**Prompt**
Output every line of the records below as a numbered list, leaving out blank lines. Do not include the pictures in your answer.

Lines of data
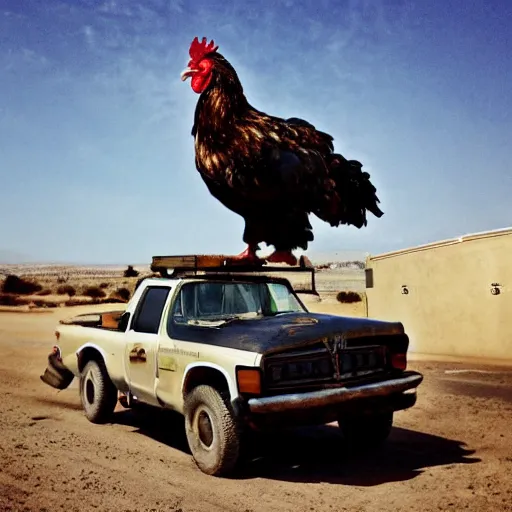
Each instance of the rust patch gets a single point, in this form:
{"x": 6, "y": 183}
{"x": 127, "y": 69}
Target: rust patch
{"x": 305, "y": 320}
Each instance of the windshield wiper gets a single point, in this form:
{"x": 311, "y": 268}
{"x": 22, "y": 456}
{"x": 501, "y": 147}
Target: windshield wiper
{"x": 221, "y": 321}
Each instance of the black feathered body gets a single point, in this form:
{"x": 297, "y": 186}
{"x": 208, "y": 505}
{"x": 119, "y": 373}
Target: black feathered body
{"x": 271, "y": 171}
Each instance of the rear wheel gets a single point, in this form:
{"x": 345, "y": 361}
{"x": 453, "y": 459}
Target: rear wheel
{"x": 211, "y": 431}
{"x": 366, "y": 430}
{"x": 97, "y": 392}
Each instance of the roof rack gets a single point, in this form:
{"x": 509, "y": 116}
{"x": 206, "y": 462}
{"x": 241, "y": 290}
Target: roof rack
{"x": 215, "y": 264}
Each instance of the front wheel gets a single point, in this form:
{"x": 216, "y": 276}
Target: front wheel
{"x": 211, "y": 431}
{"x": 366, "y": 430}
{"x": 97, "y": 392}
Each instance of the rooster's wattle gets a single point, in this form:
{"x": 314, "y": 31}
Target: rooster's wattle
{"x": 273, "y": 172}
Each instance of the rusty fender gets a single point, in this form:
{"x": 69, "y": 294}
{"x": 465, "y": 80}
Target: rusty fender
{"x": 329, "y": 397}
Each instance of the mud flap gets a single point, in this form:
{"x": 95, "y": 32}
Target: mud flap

**Exercise solution**
1. Each instance of the rust patch gets a single point, in this form:
2. {"x": 6, "y": 183}
3. {"x": 127, "y": 69}
4. Target: rust patch
5. {"x": 305, "y": 320}
6. Each instance of the windshield wiper gets a single point, in this form:
7. {"x": 311, "y": 268}
8. {"x": 22, "y": 456}
9. {"x": 501, "y": 147}
10. Target: windshield wiper
11. {"x": 221, "y": 321}
12. Each instance of the black feathered body gets a single point, in this form:
13. {"x": 297, "y": 186}
14. {"x": 208, "y": 505}
15. {"x": 119, "y": 373}
16. Target: black feathered body
17. {"x": 271, "y": 171}
18. Each instance of the rear wheel gets a single point, in this form:
19. {"x": 345, "y": 361}
20. {"x": 453, "y": 459}
21. Target: rear wheel
22. {"x": 211, "y": 431}
23. {"x": 366, "y": 430}
24. {"x": 97, "y": 392}
25. Each instance of the roof rack gets a single point, in this form:
26. {"x": 509, "y": 116}
27. {"x": 206, "y": 462}
28. {"x": 241, "y": 290}
29. Target: roof rack
30. {"x": 215, "y": 264}
31. Each instance of the front wheel gets a single point, in this form:
32. {"x": 216, "y": 276}
33. Target: front wheel
34. {"x": 211, "y": 431}
35. {"x": 366, "y": 430}
36. {"x": 97, "y": 392}
37. Each instance of the rooster's wattle gets a single point, in this form:
38. {"x": 314, "y": 31}
39. Target: rooster's wattle
40. {"x": 273, "y": 172}
41. Each instance of the rusty fender gets a single point, in this form:
42. {"x": 69, "y": 294}
43. {"x": 465, "y": 80}
44. Target: rusty fender
45. {"x": 329, "y": 397}
46. Each instance of the mud flap gets a single point, in this form:
47. {"x": 95, "y": 32}
48. Target: mud flap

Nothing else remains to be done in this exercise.